### TEXT UNDER STUDY
____

Besides this wondering thought that fills my head constantly, I have ran out of things to say how I am feeling. It's all an understatement anyways...I wish I could have seen him that night in the hospital before tragedy struck. But if Reese's birthday has to be my last memory of him in person, then I am happy with that. He loved her so much, and she loved his attention it was a great party. I remember exactly what my dad told me that day about Reese at the party. He said " Wow, can you imagine how spoiled she's going to be? Look how many people are here, I've never seen this at a babies party. She's going to be so special." He took some pictures of her while she ate her first slice of cake, I will have to find them they are on my mom a camera I believe.

Here are a few pics of our sweet baby Reese and of my dad too. I wish he was here to attend her party this year.















Tuesday, February 19, 2013

Monday?

____

### DATA UNDER STUDY
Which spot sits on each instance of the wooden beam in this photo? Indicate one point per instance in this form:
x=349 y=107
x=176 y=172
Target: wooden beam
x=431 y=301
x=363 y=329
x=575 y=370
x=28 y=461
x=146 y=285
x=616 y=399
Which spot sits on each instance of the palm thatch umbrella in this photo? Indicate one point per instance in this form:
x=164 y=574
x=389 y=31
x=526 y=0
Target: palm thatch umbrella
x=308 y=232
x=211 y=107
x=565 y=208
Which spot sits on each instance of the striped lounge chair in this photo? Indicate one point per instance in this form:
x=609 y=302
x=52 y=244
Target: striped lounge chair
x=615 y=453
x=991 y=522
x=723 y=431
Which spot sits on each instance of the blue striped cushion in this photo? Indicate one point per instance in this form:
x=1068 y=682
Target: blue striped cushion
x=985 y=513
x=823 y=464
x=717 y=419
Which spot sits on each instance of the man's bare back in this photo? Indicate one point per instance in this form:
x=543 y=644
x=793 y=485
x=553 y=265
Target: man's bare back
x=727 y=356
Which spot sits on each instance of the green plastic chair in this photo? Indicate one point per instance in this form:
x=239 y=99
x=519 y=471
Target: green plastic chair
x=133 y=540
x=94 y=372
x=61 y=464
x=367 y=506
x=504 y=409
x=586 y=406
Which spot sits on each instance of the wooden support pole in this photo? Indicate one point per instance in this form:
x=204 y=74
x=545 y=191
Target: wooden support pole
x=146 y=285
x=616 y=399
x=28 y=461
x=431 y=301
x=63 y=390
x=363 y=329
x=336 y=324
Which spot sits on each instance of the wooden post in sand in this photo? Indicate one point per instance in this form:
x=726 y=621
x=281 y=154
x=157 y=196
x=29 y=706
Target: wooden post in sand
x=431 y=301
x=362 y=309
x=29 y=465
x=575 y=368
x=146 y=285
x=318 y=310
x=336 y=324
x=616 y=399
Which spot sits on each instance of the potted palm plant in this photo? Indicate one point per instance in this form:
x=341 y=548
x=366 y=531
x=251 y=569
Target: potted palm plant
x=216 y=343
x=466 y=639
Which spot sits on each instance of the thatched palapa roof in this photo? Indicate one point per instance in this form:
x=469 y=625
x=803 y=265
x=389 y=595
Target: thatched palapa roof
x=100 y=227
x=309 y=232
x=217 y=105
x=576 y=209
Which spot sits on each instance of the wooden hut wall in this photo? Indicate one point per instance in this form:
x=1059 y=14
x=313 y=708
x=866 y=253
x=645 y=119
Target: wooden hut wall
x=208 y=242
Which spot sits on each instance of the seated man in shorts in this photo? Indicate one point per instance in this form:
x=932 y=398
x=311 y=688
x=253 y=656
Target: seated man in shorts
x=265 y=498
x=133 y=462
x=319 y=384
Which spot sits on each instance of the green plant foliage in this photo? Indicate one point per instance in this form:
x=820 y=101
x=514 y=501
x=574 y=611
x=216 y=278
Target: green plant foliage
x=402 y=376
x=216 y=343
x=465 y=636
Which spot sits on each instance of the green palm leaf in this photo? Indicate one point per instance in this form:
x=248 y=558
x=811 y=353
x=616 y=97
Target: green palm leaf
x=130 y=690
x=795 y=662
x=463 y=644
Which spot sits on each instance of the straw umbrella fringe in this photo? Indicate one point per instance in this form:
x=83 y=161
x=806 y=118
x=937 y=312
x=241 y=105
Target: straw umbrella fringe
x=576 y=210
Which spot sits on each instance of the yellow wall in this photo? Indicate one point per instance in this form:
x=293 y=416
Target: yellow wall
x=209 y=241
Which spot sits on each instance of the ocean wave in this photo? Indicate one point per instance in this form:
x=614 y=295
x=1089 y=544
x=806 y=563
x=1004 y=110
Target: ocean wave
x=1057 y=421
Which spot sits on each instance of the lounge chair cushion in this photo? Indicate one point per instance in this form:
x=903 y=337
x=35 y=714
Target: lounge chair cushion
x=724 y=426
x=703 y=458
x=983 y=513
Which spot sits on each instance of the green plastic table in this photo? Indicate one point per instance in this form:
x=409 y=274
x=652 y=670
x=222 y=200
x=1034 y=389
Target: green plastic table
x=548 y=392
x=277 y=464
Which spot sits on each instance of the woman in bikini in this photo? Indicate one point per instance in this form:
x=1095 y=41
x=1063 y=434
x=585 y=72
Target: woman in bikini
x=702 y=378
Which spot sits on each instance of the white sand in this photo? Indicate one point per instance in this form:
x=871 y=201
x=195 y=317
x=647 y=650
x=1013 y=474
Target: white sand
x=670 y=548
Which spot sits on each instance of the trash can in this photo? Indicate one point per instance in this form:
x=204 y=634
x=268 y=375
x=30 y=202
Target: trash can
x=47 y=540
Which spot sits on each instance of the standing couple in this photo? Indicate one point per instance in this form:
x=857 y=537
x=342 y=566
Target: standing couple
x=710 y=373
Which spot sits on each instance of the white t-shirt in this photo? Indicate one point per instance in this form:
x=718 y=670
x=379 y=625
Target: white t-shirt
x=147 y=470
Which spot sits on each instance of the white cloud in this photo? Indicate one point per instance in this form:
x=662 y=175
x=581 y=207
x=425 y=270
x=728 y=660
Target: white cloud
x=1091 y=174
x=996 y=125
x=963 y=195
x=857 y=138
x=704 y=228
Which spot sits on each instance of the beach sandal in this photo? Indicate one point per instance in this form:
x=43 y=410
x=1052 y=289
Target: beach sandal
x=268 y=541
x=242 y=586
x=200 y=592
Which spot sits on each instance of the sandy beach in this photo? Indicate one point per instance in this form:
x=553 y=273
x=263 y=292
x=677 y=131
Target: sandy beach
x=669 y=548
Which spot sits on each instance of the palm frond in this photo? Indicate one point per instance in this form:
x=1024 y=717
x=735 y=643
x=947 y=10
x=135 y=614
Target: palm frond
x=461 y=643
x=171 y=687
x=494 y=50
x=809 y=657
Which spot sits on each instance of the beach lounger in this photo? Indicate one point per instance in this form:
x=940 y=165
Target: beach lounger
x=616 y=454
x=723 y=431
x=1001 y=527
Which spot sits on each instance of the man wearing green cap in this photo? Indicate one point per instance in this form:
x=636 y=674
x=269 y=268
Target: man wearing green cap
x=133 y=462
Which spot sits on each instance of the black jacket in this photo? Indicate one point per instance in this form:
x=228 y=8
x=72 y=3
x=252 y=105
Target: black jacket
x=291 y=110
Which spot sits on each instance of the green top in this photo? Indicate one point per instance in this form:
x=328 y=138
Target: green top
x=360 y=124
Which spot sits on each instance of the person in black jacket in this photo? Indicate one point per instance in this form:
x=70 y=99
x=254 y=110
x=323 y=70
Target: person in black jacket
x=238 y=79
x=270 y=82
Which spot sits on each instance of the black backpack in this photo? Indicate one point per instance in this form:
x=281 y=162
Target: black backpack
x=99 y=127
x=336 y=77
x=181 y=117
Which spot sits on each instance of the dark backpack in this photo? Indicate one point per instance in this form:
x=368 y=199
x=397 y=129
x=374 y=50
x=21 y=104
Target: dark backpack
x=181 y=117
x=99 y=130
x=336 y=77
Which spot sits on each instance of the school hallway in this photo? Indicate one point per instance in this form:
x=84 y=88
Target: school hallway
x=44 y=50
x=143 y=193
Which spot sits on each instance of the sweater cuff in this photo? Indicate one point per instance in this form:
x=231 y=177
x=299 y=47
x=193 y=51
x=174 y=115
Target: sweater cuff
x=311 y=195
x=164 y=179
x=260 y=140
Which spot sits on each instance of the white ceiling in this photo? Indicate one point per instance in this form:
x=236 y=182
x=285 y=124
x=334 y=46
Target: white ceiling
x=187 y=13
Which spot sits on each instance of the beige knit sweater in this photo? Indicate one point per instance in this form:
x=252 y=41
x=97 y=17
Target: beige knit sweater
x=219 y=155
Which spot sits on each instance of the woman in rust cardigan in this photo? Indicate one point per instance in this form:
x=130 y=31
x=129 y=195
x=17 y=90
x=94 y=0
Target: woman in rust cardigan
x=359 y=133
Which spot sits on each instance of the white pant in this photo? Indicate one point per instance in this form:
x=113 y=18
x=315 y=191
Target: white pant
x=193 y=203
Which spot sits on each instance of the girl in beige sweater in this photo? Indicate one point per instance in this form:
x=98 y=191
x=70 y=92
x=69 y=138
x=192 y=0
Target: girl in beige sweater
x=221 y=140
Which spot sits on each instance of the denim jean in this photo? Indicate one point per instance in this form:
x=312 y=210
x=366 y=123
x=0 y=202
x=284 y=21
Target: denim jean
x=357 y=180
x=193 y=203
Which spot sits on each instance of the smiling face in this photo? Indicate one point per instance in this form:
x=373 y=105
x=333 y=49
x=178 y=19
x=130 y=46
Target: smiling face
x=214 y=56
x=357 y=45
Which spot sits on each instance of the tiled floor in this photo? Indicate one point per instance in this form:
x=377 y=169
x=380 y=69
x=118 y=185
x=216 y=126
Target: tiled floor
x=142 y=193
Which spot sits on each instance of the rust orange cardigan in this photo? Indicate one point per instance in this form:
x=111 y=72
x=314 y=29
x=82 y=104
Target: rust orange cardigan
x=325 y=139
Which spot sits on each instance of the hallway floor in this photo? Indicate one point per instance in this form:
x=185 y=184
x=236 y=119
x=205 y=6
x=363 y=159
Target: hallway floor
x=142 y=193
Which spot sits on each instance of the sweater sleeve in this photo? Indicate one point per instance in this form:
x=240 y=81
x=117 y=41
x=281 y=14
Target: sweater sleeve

____

### EXERCISE TASKS
• A. Answer from the blog post about Reese's birthday:
(i) What was Reese doing while the dad took pictures of her?
(ii) What does the writer wish about Reese's party this year?
(iii) What date appears in the post?
• B. Do these statements agree with the blog post about Reese's birthday? Answer yes or no for each, quoting the words that decide it.
(i) The writer saw the dad in the hospital the night tragedy struck.
(ii) The dad said Reese was going to be special.
(iii) The writer has run out of things to say about how they feel.
• C. Go on with the blog post about Reese's birthday from where it stops.

### TASK-BY-TASK ANSWERS
• A.
(i) Eating her first slice of cake.
(ii) That the dad were here to attend it.
(iii) Tuesday, February 19, 2013.

• B.
(i) No: "I wish I could have seen him that night in the hospital before tragedy struck."
(ii) Yes: "She's going to be so special."
(iii) Yes: "I have ran out of things to say how I am feeling."

• C.
Today feels so much like a Monday it's crazy, I guess it's because Jason had Monday off. Yesterday we spent the day watching relaxing then went to toys RUS, oh and met with Emily our new sitter for the kids. She's really nice and connected by family friends so she will be a good date night sitter. We are going to Bonefish Thursday with a couple of friends then going birthday shopping for Reese after. Should be fun! We have lived up here almost a month now so we figure the kids are pretty settled in, time to start venturing out :). I have also been wanting to go wine tasting real bad, so I'm going to try and put a day together so my mom and sitter can go with me :). The kids have been pretty good lately, we are starting the potty training process with Reese...so far she doesn't really like it.

We are going down to Erin's bday party Friday, also going to stop by my moms. Her goat had triplets and Reese would love to see the babies in sure!

Dallas is most likely our very last baby, so I have of course been taking a ton of pictures. I think we have a little ham on our hands. Every time a stranger or anyone looks at him he starts smiling and or laughing. He is getting so big, I remember when they let me see him for the first time. So skinny, now he's chubby and tall.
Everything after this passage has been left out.